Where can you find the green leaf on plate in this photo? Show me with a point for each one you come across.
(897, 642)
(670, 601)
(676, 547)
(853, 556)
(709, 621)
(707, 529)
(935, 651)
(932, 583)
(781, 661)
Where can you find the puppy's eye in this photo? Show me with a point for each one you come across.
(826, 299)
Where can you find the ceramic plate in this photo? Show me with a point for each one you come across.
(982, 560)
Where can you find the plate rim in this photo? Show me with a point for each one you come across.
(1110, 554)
● ● ● ● ●
__Aim of the task__.
Reproduce the full listing above, character for character.

__Result of this exercise__.
Where can you find the green leaf on plate in this photo? Show me with a point for each one you come across.
(897, 642)
(670, 601)
(676, 547)
(853, 556)
(709, 621)
(707, 529)
(935, 651)
(932, 583)
(781, 661)
Where can you find the puppy's eye in this photo? Show me with a point for each one you come across.
(826, 299)
Where can you find the ceramic plate in this photo? Show me with a point for each one you come across.
(982, 560)
Where can you find the plate rim in this photo? Show me with a point for each one you come across.
(1110, 554)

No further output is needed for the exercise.